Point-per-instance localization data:

□ □ □ □

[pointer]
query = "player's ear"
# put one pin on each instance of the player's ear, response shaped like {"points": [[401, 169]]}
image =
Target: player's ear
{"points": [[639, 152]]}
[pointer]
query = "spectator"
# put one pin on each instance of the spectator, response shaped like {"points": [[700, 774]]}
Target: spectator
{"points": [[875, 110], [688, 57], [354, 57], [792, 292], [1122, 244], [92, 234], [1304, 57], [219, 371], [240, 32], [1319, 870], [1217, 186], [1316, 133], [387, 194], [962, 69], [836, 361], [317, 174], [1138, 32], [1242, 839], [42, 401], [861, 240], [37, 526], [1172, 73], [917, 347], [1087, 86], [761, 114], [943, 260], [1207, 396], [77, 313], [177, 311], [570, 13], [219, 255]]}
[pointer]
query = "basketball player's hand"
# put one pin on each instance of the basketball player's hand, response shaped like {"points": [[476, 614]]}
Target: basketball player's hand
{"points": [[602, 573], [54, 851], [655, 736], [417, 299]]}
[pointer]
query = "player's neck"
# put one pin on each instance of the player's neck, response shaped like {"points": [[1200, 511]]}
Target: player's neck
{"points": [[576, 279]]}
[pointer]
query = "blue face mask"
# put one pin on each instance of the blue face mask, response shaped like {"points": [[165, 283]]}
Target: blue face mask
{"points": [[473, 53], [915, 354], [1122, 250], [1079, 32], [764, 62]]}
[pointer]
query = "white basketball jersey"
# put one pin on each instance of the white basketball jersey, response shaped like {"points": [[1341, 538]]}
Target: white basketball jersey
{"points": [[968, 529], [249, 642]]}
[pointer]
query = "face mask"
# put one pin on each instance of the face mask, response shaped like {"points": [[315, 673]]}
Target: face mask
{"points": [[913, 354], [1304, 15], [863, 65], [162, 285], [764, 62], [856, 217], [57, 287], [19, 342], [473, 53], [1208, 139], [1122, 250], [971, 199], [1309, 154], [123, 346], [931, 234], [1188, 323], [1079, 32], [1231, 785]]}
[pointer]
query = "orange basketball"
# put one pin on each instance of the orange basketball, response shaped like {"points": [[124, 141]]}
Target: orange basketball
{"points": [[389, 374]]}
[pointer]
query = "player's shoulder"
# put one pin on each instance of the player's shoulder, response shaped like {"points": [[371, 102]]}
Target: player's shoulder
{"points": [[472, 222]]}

□ □ □ □

## [TASK INSTRUCTIONS]
Please filter the data down to the lines containing the word "query".

## [OUTPUT OF THE TASK]
query = "player's ear"
query = "spectator"
query = "basketball player's hand"
query = "player's neck"
query = "blue face mask"
query = "white basketball jersey"
query = "face mask"
query = "orange basketball"
query = "player's shoulder"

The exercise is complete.